The problem: Write out every line of the records below as a JSON list of strings, one string per line, skipping blank lines. Leave the pictures out of the answer.

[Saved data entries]
____
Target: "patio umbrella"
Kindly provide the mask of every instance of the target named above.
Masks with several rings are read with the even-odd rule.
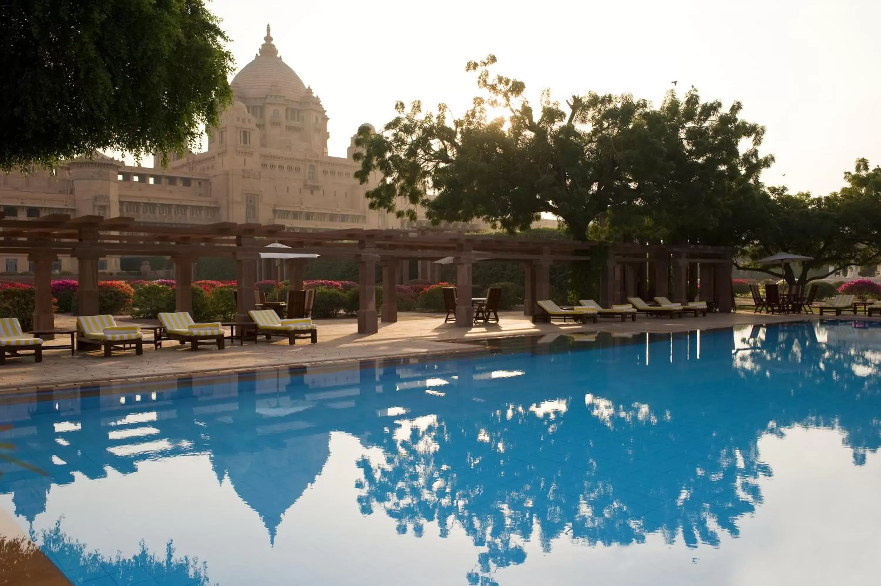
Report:
[[[492,255],[488,252],[475,252],[474,260],[476,261],[485,261],[492,258]],[[435,264],[452,264],[455,262],[455,256],[444,256],[440,260],[434,261]]]
[[[783,264],[792,261],[812,260],[814,260],[813,256],[803,256],[802,255],[790,255],[788,252],[778,252],[776,255],[772,255],[766,258],[759,258],[756,261],[756,264],[776,264],[777,263]]]
[[[278,242],[267,244],[266,248],[269,248],[269,250],[261,252],[261,258],[318,258],[318,255],[309,255],[303,252],[289,252],[293,248]]]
____
Solution for this problem:
[
  "Target: \"patio umbrella\"",
  "Kindly provide the mask of every instance of the target named above.",
  "Masks with several rings are read with the even-odd rule.",
  "Report:",
  "[[[492,255],[488,252],[475,252],[474,260],[476,261],[485,261],[492,258]],[[435,264],[452,264],[455,262],[455,256],[444,256],[440,260],[434,261]]]",
  "[[[783,264],[792,261],[812,260],[814,260],[813,256],[803,256],[802,255],[790,255],[788,252],[778,252],[776,255],[772,255],[766,258],[759,258],[756,261],[756,264],[776,264],[777,263]]]",
  "[[[278,242],[267,244],[266,248],[269,248],[269,250],[261,252],[261,258],[318,258],[318,255],[309,255],[303,252],[289,252],[293,248]]]"
]